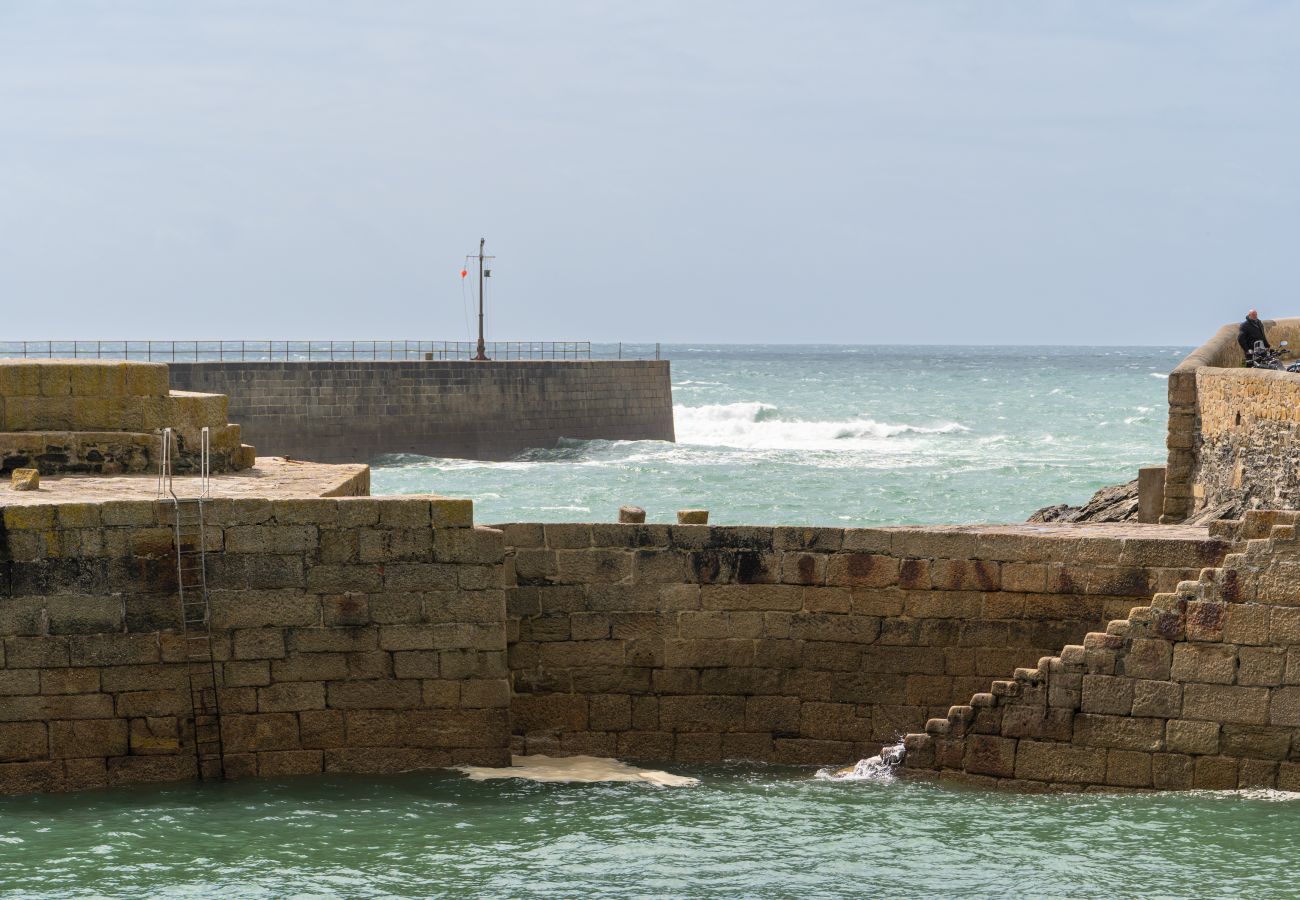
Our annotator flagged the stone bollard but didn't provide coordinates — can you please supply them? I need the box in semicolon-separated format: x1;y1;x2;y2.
1138;466;1165;523
619;506;646;525
12;468;40;490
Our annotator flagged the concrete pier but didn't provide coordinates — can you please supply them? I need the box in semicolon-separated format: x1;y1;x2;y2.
170;360;675;463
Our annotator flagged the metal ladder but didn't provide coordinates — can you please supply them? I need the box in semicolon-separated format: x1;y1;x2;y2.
159;428;225;780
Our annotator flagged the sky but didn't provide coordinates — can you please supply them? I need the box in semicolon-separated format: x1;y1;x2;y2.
0;0;1300;345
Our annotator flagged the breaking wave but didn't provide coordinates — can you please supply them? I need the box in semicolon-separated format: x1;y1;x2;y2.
673;401;970;450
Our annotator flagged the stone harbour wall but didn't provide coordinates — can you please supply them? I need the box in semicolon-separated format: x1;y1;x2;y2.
1161;319;1300;523
501;524;1226;763
0;359;254;475
1192;368;1300;514
170;360;675;463
0;485;510;792
905;512;1300;791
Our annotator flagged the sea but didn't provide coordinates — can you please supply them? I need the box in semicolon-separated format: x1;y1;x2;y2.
372;345;1188;527
10;345;1300;900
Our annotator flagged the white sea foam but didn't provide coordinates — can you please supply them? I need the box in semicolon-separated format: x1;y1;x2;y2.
673;401;970;450
814;741;904;784
456;753;699;787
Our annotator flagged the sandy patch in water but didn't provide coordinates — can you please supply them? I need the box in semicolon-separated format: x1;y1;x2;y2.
456;754;699;787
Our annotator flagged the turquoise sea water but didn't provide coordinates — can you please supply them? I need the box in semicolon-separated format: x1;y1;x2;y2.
12;347;1279;897
373;345;1187;525
0;766;1300;899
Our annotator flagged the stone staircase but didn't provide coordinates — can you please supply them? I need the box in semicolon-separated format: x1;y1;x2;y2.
904;511;1300;789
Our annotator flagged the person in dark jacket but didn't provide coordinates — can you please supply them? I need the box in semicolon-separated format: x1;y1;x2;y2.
1236;310;1269;356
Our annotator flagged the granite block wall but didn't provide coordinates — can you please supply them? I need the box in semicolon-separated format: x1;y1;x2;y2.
170;360;673;462
1161;319;1300;523
501;524;1225;763
0;497;510;792
905;512;1300;791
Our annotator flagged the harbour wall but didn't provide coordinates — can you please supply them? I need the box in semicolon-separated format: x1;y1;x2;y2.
502;524;1225;763
1161;319;1300;523
0;491;510;792
169;360;675;462
0;499;1225;792
904;511;1300;791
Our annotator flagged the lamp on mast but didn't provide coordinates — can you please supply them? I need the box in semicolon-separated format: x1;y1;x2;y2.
475;238;495;363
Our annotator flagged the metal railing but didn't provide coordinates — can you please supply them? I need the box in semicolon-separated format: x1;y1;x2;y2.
0;341;592;363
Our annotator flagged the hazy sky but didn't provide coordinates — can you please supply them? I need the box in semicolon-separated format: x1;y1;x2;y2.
0;0;1300;343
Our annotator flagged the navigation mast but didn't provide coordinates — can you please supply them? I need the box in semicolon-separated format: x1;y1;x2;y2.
467;238;497;363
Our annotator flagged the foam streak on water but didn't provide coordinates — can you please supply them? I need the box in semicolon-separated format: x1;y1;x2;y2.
814;741;904;784
373;346;1183;525
0;765;1300;900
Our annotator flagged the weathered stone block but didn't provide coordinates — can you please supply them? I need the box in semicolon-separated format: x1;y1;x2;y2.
49;719;127;760
1132;680;1183;719
257;682;325;713
328;679;421;709
1074;713;1165;753
1236;646;1287;687
1183;684;1269;724
1015;740;1106;784
1192;756;1238;791
1123;639;1173;682
962;735;1017;778
257;750;325;778
0;722;49;762
1223;603;1269;645
1151;753;1195;791
129;715;181;756
1173;644;1236;684
1106;750;1152;787
1080;675;1134;715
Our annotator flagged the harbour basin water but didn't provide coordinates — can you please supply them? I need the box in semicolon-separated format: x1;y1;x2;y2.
372;345;1187;527
0;765;1300;897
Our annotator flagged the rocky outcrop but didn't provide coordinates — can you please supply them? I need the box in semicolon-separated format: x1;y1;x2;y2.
1027;479;1138;524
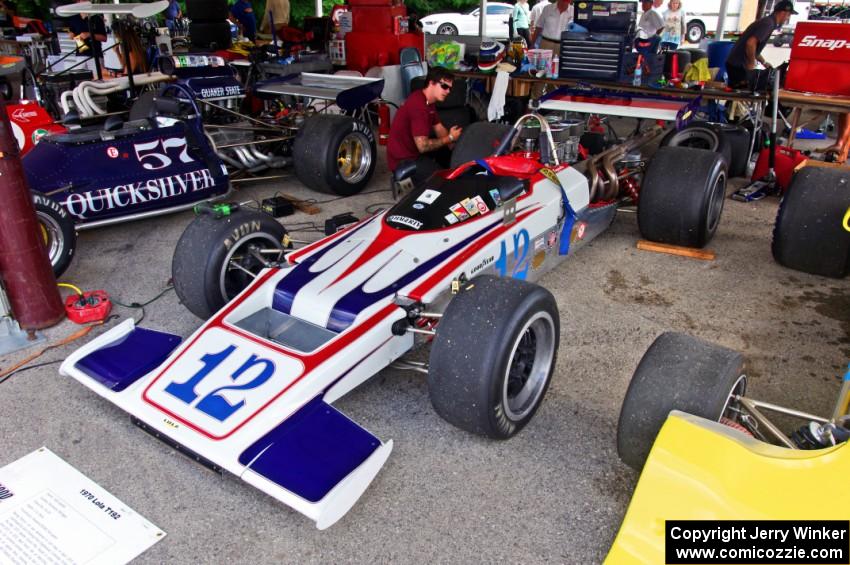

-*-

Could you lay out the material above as a Markdown table with the columns Row and Line, beginning at the line that contains "Our annotator flagged the person" and stopping after the line that contains "1236;310;1269;356"? Include only those lines, and skip any blank ones.

*FINISHED ANSWER*:
| Row | Line |
|---|---|
| 1 | Our annotator flagged the person in dark jacket but didn't provide coordinates — can you please supply them? I need the box in semicolon-separated format: x1;y1;x2;y2. |
| 2 | 1236;310;1269;356 |